***** DATA RECORDS

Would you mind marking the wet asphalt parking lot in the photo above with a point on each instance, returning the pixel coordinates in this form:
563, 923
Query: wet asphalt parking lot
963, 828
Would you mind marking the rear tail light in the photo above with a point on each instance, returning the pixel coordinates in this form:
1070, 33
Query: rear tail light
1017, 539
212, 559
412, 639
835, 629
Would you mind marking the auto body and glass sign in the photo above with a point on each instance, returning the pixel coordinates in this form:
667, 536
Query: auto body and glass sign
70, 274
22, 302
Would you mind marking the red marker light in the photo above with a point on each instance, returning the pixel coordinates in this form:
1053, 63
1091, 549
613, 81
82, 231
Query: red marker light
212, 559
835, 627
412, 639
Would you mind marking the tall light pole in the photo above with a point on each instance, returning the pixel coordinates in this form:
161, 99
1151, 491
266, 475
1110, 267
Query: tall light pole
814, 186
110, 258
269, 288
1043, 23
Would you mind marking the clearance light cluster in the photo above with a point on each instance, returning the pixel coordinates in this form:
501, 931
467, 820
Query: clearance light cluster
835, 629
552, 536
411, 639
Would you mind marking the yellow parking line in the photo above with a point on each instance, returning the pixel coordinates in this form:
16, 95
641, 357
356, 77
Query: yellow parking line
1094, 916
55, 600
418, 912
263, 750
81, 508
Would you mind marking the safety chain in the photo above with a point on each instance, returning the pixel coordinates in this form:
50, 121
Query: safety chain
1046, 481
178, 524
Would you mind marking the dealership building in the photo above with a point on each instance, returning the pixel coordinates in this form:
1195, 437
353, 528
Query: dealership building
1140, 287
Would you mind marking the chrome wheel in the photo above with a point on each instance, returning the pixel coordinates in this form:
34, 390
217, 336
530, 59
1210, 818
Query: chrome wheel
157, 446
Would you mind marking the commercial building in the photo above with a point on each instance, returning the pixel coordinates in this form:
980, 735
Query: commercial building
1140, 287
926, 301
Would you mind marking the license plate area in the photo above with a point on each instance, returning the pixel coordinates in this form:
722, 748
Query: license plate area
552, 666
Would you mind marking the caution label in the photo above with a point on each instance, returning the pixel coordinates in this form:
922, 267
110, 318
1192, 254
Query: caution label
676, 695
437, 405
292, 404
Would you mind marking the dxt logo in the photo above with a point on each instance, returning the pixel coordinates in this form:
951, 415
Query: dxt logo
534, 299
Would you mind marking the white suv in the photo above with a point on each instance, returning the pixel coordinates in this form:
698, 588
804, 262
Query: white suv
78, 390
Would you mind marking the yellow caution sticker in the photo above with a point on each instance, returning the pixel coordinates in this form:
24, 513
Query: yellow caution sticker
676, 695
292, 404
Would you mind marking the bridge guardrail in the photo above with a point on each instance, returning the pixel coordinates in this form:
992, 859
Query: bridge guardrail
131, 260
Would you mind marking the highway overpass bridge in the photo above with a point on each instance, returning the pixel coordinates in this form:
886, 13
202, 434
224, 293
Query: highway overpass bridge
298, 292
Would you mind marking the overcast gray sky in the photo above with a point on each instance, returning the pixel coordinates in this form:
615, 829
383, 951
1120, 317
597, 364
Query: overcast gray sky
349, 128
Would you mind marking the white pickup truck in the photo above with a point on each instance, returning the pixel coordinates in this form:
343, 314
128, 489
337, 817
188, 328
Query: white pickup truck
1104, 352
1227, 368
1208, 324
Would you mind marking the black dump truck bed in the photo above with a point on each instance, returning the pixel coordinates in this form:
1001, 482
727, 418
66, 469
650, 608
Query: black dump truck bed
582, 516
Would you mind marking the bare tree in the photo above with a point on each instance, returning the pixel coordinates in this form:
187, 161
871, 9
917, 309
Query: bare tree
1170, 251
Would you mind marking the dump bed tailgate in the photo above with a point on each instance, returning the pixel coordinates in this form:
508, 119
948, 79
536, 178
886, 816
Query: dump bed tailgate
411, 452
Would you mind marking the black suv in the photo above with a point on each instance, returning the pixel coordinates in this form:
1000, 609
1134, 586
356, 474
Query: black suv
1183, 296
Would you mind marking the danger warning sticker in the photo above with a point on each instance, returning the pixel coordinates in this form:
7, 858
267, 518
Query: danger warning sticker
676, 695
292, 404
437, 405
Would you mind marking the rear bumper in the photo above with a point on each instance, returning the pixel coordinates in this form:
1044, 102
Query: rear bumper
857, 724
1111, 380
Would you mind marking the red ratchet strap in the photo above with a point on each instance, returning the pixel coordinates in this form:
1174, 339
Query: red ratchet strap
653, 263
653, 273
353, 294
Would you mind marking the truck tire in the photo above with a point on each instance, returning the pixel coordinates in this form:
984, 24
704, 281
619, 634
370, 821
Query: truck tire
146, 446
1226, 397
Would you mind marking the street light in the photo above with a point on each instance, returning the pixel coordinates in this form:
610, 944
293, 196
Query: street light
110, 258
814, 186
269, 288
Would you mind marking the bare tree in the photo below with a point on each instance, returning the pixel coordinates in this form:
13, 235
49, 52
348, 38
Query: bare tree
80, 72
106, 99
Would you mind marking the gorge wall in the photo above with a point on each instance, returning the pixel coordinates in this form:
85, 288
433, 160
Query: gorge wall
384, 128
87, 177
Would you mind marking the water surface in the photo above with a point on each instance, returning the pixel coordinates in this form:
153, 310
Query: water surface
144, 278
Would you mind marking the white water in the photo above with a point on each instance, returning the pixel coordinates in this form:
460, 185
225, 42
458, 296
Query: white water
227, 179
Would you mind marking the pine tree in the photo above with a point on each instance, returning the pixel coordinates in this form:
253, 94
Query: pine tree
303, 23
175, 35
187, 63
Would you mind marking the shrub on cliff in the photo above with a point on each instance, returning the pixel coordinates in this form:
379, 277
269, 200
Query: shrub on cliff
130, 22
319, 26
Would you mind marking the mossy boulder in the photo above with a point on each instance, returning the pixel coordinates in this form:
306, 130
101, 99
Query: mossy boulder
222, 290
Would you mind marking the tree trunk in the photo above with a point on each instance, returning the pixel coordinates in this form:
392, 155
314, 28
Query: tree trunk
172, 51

**********

TASK DESCRIPTION -> Nothing in the data may change. Give it again in full.

RESPONSE TO THIS TASK ->
Would you mind marking the wet asphalt parking lot in the photo above with a point on each instance, returning the pixel coordinates in this form:
563, 923
Query: wet asphalt parking lot
963, 828
Would you mind marking the rear tail light in the photo above with a point on each instance, returning the pixel coordinates in this form:
1070, 33
Query: rear tail light
1017, 539
212, 559
412, 639
835, 629
Would you mind marking the auto body and glass sign in the photo above with a point on each instance, returning the pixel coordinates in this form:
667, 536
Query: auto body and glass sign
70, 274
22, 302
Would you mind marking the red marker light in the photo above with a point on each instance, returning the pixel coordinates in this form:
1053, 63
1091, 549
613, 81
82, 231
Query: red marker light
212, 559
835, 627
412, 639
Would you mind marking the tall light pole in the photo above with a point on each instance, returning the pixel coordinates in this form:
161, 99
1151, 491
266, 475
1110, 267
Query: tall light pole
814, 186
110, 258
269, 288
1043, 23
Would you mind marking the clearance light cluster in the photo above with a point on each instance, returning the pixel coordinates in this form:
501, 931
467, 820
Query: clearance light cluster
835, 629
552, 536
411, 639
Would you mind marking the yellow parking line in the photo above with a point on each instance, returning the pixel coordinates in this form:
16, 95
641, 357
356, 77
Query: yellow parking line
1094, 916
55, 600
418, 912
263, 750
81, 508
Would you mind marking the safety chain in the photo above with a point on each instance, returning the pixel coordinates in this form:
50, 121
Query: safety chain
1046, 481
178, 524
Would you mind marking the dealership building in the photo above with a point on each instance, returning the pixel coordinates in this form:
1195, 437
353, 528
Query: dealership building
1140, 287
Would you mind marking the chrome wheel in the photo above with a point on each instance, returning the pixel coordinates in this form:
34, 390
217, 336
530, 59
1210, 818
Query: chrome wheel
157, 446
Would you mind marking the commercial building in the photo above with a point on each instance, returning the pixel coordinates in this form:
980, 735
Query: commercial building
1140, 287
926, 301
Would you mind marking the license plate area in the photo above with a point on each instance, returning the pixel coordinates in this form:
722, 748
Query: license plate area
552, 666
Would you mind marking the caution label in the photo above with a point on each instance, returning the pixel coordinates in this form:
922, 267
110, 318
1192, 254
Query: caution label
676, 695
437, 405
292, 404
Would you mind marking the dxt logo in the photo above with a point on each instance, returning the pixel coordinates in this form:
951, 415
Query: dxt logo
534, 299
Would you mind marking the white suv in the photo above with a point on each instance, returning the pixel coordinates in this form:
698, 588
804, 262
Query: white suv
78, 390
Would you mind marking the yellow caution sticker in the photo above with a point on each instance, returning the pixel coordinates in this form:
24, 513
Query: yellow caution sticker
676, 695
292, 404
Would you mind marking the bridge guardrail in the photo above with a point on each instance, returning the pixel coordinates in this form:
992, 859
Query: bridge guardrail
131, 260
Would you mind marking the highway overpass bridge in the photo above with a point on each instance, returning the pixel coordinates in this form:
886, 13
202, 434
224, 293
Query: highway overpass bridge
298, 292
Would you mind marking the overcast gray sky in the photo above with a point on each instance, returning the pixel coordinates in this form:
615, 829
383, 951
1120, 317
597, 364
Query: overcast gray sky
349, 128
Would you mind marking the white pickup truck in the photo above with a point on each instance, returning the pixel coordinates in this form:
343, 314
128, 489
337, 817
188, 328
Query: white pickup truck
1104, 352
1227, 368
1208, 324
Would you mind marking the black dump truck bed in the photo above with a point on each instance, returning the pixel coordinates in this form:
1001, 482
727, 418
66, 469
650, 608
Query: black dump truck bed
582, 516
Would you mind marking the bare tree in the photo above with a point on each instance, returning the pixel coordinates in this form:
187, 161
871, 9
917, 309
Query: bare tree
1170, 251
Would you mind marking the dump bed tailgate in the photo above with a point on each instance, returning the pixel coordinates in this form:
508, 119
948, 79
536, 178
886, 816
Query: dump bed tailgate
411, 452
Would you mind marking the black suv in the photo above with a point on each instance, returning the pixel coordinates in this form:
1000, 609
1134, 586
356, 474
Query: black suv
1183, 296
Would you mind marking the danger warning sticker in the photo above with a point on each instance, returning the pixel coordinates in this form:
7, 858
267, 518
Query: danger warning sticker
676, 695
292, 404
437, 405
Would you mind marking the rear bumper in the photo above with a point on each instance, returning the pixel coordinates in this form:
1044, 102
Query: rear bumper
857, 724
1111, 380
Would you mind marking the red ratchet strap in the photo above with a point on each instance, returning the pixel coordinates in this form:
1174, 339
Query: red ratchet strap
653, 263
653, 273
353, 294
Would you mind marking the truck tire in the photo above with a point on each instance, returning the pixel coordinates in this form:
984, 24
704, 281
619, 634
370, 821
Query: truck tire
146, 446
1226, 397
Would you mind marking the street light in the photo above with a point on each instance, returning the pixel coordinates in this form:
610, 944
293, 196
Query: street light
110, 258
814, 186
269, 288
Would you mind marking the bare tree in the photo below with a point on each instance, returning the pixel coordinates in this form:
13, 235
49, 52
348, 38
Query: bare tree
80, 72
106, 99
Would you mind marking the gorge wall in the photo above with a point on each instance, returning the pixel coordinates in this form:
85, 288
433, 160
Query: gorge wall
384, 128
87, 177
Would you mind marking the water surface in the photo above with a point on each instance, returning the pixel coordinates in this form:
153, 310
Query: water surface
144, 278
Would you mind marking the white water in the photo above with a point on each instance, returning the pixel coordinates in this form:
460, 185
225, 42
458, 296
Query: white water
227, 179
Would you mind marking the pine tree in the photo above with a point on each instance, returning the pixel coordinates in this form:
253, 94
Query: pine tree
303, 23
175, 35
187, 63
Would you mind marking the shrub on cliff in the photo above with a point on each instance, returning the pixel coordinates in this form:
379, 277
269, 200
Query: shrub on cliff
130, 22
319, 26
Would you mind marking the mossy boulder in the photo above with a point on each instance, returning the pixel coordinates in this form:
306, 130
101, 99
Query: mossy boulder
222, 290
Would you mind marking the tree trunk in the photo above with a point on each instance, returning the pixel coordinates in this form:
392, 155
314, 28
Query: tree trunk
172, 51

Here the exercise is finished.